The data below is to be repeated in full, exactly as shown.

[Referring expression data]
--------------------
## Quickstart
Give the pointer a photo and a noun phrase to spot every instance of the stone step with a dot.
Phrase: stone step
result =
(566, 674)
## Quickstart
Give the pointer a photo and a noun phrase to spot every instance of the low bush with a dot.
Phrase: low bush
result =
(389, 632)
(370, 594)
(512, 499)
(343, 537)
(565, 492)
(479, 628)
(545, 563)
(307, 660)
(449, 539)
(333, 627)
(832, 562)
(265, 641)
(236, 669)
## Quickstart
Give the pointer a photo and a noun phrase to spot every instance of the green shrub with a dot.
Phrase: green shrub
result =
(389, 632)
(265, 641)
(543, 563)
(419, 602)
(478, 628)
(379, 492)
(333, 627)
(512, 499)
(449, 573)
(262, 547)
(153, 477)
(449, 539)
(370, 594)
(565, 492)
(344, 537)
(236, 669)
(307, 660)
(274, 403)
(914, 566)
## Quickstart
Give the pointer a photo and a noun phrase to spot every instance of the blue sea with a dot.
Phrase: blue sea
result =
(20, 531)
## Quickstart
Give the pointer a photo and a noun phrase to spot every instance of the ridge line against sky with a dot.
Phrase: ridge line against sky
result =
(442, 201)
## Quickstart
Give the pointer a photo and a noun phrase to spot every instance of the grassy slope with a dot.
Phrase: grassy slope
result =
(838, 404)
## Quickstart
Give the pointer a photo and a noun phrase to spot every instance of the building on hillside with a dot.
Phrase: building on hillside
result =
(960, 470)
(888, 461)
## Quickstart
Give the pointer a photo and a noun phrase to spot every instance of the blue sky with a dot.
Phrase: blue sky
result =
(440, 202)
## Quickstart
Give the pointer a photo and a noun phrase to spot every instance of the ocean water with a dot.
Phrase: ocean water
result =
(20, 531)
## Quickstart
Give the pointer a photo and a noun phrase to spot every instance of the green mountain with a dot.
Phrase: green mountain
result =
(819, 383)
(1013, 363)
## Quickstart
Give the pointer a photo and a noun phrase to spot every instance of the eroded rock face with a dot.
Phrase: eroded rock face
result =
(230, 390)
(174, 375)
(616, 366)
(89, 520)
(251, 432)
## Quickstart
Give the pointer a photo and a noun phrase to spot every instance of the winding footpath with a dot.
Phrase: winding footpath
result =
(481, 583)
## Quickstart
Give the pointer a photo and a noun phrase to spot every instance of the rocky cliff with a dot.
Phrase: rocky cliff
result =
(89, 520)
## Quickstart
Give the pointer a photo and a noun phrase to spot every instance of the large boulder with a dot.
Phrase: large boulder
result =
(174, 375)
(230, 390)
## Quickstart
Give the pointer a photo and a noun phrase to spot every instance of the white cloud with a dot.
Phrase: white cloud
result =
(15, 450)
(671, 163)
--------------------
■ RESPONSE BOX ■
## Quickstart
Give the pointer a photo and a noun phrase to spot every instance of the stone step with a dot.
Phrase: stone step
result =
(566, 674)
## Quickstart
Give the pointer a photo and a noun phrase to spot every instance of the low bush with a dot.
Phrase: low bush
result =
(389, 632)
(370, 594)
(512, 499)
(343, 537)
(565, 492)
(479, 628)
(545, 563)
(307, 660)
(449, 539)
(333, 627)
(832, 562)
(265, 641)
(236, 669)
## Quickstart
Give the pointer a photo and a noun phrase to spot every instance of the green shrub with a dot.
Phrase: green shrub
result =
(389, 632)
(265, 641)
(543, 563)
(419, 602)
(478, 628)
(379, 492)
(333, 627)
(512, 499)
(449, 573)
(262, 547)
(153, 477)
(449, 539)
(370, 594)
(565, 492)
(344, 537)
(236, 669)
(307, 660)
(274, 403)
(914, 566)
## Quickstart
Give the pointer a photo and a noun phrase to spot every instance of the blue sea with a dot.
Phrase: blue sea
result =
(20, 531)
## Quickstart
Give the pointer a photo and a noun phrase to spot every instance of the ridge line against sky with a dot.
Phrase: ridge line against sky
result =
(442, 201)
## Quickstart
Give the pointer a photo and a noun phrase to spot every instance of the grassy slope with a dot.
Phrase: grassy slope
result =
(838, 404)
## Quickstart
Give the pointer a photo and a noun phrase to spot every instance of the building on hillside with a dot.
Phrase: building on hillside
result =
(960, 470)
(888, 461)
## Quickstart
Give the pointer a photo and a noun phrase to spot every instance of the blue sky with a dot.
Phrase: blue sky
result =
(440, 202)
## Quickstart
Give the pointer a photo and a noun phrase to spot every instance of the ocean water with a dot.
Phrase: ocean water
result =
(20, 531)
## Quickstart
Give the pointer a photo and a noun phrase to spot every instance of the green mountain with a dot.
Phrase: green mountain
result =
(819, 383)
(1013, 363)
## Quickstart
Give the pointer a photo and a noun phrase to spot every instance of the eroded rock face with a dot.
Phrase: eroded rock face
result =
(230, 390)
(174, 375)
(616, 366)
(89, 520)
(251, 432)
## Quickstart
Give the pointer a photo and a noun phrase to spot every instance of the winding footpath with a dot.
Phrase: winding footpath
result =
(481, 583)
## Quickstart
Give the pointer a photo and a noun phrase to spot every instance of the rocky cliff with a dot.
Phrase: rocky cliff
result =
(89, 520)
## Quickstart
Give the pointer a photo and a noun phrase to spot every instance of the large boulder with a dot.
Phrase: large boulder
result =
(174, 375)
(230, 390)
## Quickstart
Give the pointer a photo and a noun phrase to spot every instance of the white cloud with a dot.
Phrase: white cloud
result =
(15, 450)
(671, 163)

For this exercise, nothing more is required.